Texte du document

La juridiction présidée par Mustapha Farès a livré plusieurs arrêts de principe : procédure de redressement fiscal, abus de procédures, erreur judiciaire… Elle renforce notamment la responsabilité de l’Etat en matière de mines antipersonnel ou de droit d’accès aux services de soins. Des jurisprudences également qui protègent les droits de la défense au nom du débat contradictoire.
L’une des décisions les plus marquantes est celle relative à l’erreur judiciaire. Outre qu’elle concerne un point de droit découlant de la Constitution du 29 juillet 2011, elle porte sur des faits pour le moins rocambolesques.

L’agence judiciaire de l’Etat déboutée dans une affaire d’erreur judiciaire

Arrêté pendant plus de 6 années pour constitution de bande criminelle, vol à main armée et obstruction à la circulation d’un train, le requérant est en fin de compte reconnu innocent par arrêt de la Chambre criminelle d’appel de Fès. Invoquant l’erreur judiciaire, la victime intente un recours en réparation devant le tribunal administratif. L’agent judiciaire du Royaume soulève l’incompétence matérielle du juge administratif. Il sera débouté par la Cour de cassation qui reconnaît la compétence des juridictions administratives. «Il s’agit là d’une décision rendue par la Chambre administrative de la Haute juridiction qui, à notre connaissance, fait application pour la première fois de l’article 122 de la Constitution. Celui-ci dispose que les dommages causés par une erreur judiciaire ouvrent droit à réparation à la charge de l’Etat», commente Mohamed Amine Benabdellah, professeur à l’Université Mohammed V de Rabat et membre du Conseil constitutionnel. Cette reconnaissance solennelle de la responsabilité de l’Etat dans l’exercice de son pouvoir régalien révèle «la volonté du constituant de faire prévaloir l’idée de justice sur toute autre considération», écrit Michel Rousset, professeur de l’Université de Grenoble, dans un commentaire de l’arrêt qui date du 12 février 2013.

Données disponibles
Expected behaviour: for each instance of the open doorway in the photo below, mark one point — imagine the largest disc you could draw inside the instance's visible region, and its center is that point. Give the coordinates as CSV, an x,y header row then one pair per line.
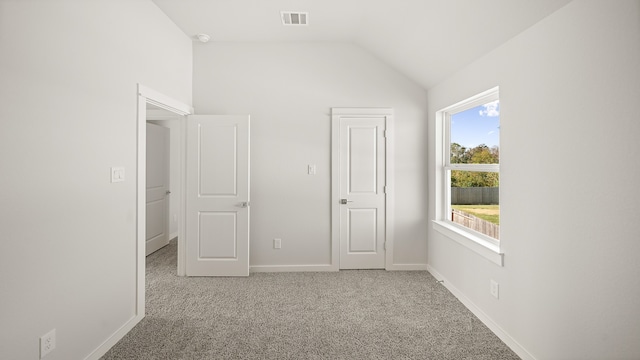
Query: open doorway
x,y
148,102
163,193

Consigne 1
Dans le texte sur les arrêts de principe, relevez tous les chefs pour lesquels le requérant a été arrêté pendant plus de 6 années.
Consigne 2
Recopiez le passage du texte sur les arrêts de principe qui commence par les mots contenant "La juridiction présidée" et se termine par "du débat contradictoire.", en remplaçant "mines antipersonnel" par "armes à sous-munitions".
Consigne 3
Prolongez le texte sur les arrêts de principe au-delà de sa dernière phrase.

Réponse finale 1
- Constitution de bande criminelle
- Vol à main armée
- Obstruction à la circulation d'un train

Réponse finale 2
La juridiction présidée par Mustapha Farès a livré plusieurs arrêts de principe : procédure de redressement fiscal, abus de procédures, erreur judiciaire… Elle renforce notamment la responsabilité de l’Etat en matière de armes à sous-munitions ou de droit d’accès aux services de soins. Des jurisprudences également qui protègent les droits de la défense au nom du débat contradictoire.

Réponse finale 3
La responsabilité de l’Etat a été également maintenue dans le cadre des mines antipersonnel dans les accidents dus à des négligences du Conseil communal de Assa-Zag qui n’a pas rempli ses obligations de prévention. Une négligence qui a coûté la vie à un enfant de 5 ans, qui s’est noyé dans les égouts.

Le contribuable a droit à être informé des décisions le concernant

Il y a également l’erreur médicale dans les hôpitaux. Ce n’est pas le personnel qui est mis en cause mais ses services défaillants… La Cour de cassation s’est prononcée dans une affaire liée à la vaccination d’un enfant qui lui en a causé la surdité. La haute juridiction a estimé que l’Etat doit assumer le risque et «donne droit à indemnisation de la victime au nom de la solidarité sociale».  
Les droits de la défense ont également été renforcés, notamment en matière fiscale. En effet, pour faire valoir ses droits en tant que contribuable, l’on dispose de deux voies de recours. Outre la voie judiciaire, il y a l’arbitrage. Celui-ci ne concerne que les trois grands impôts: la TVA, l’IS et l’IR. Aussi bien la Commission locale de taxation que la Commission nationale sont tenues d’informer et de notifier leurs décisions au contribuable. Si ces obligations ne sont pas respectées, la Cour considère cette faute comme un «facteur d’annulation du redressement». Elle invoque ainsi le vice de forme portant atteinte au droit de la défense. C’est dans ce même esprit qu’un expert judiciaire ne peut se contenter de notifier aux parties la tenue d’une expertise par téléphone. L’écrit est obligatoire pour se préserver contre d’éventuelles contestations de la procédure d’expertise. Là aussi, la jurisprudence se montre pointilleuse sur la forme.